“Although Neurath believed that pictures are objective and universal, the meanings of international signs are culturally specific”
The method of communication either verbally or written is by using words in a structured and conventional way and is what is known as language (Oxford Dictionary). This is the basic form of human communication by which people exchange opinions, knowledge and beliefs. However, the system of communication is complex and with approximately 6,000 languages across the world, it can often be difficult to communicate. The development of a language that could be understood by everyone was the basis of the innovative international pictographic design system developed by Otto Neurath in the 1920s. This essay discusses the development of this universal language and presents examples of how pictographic designs are used right up to the present day. It sets out a number of specific examples which show how pictorial designs are universally used to assist visual communication and education. Neurath believed that the use of pictorial information was objective and universal, could be understood by all, and above all “would dissolve cultural differences” (Lupton, 1989).

Work to be completed:
In the passage on Neurath's pictographic design, roughly how many languages are said to exist across the world?

Listed records:
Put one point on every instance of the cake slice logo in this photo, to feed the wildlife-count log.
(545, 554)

--

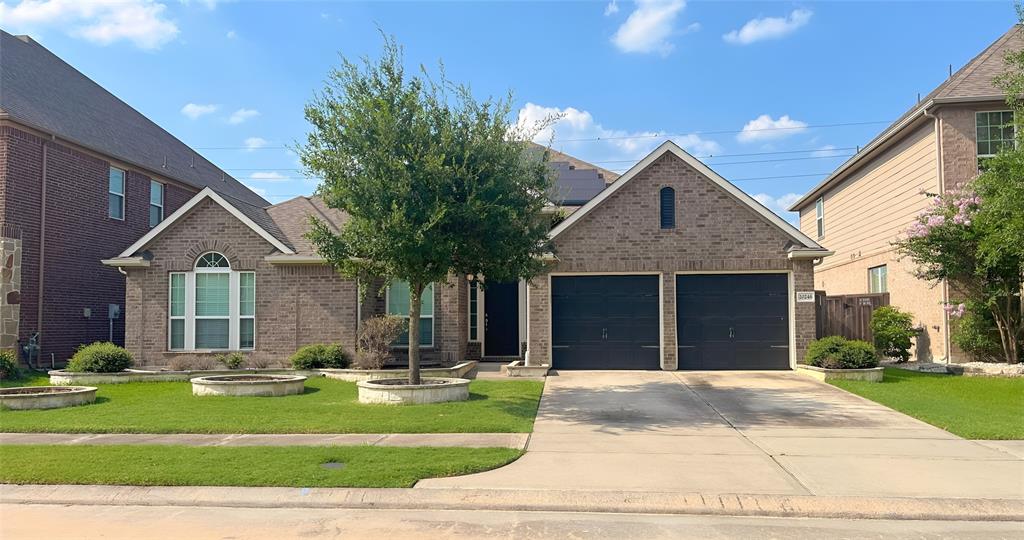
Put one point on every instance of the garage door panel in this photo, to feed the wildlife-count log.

Solution to the problem:
Approximately 6,000.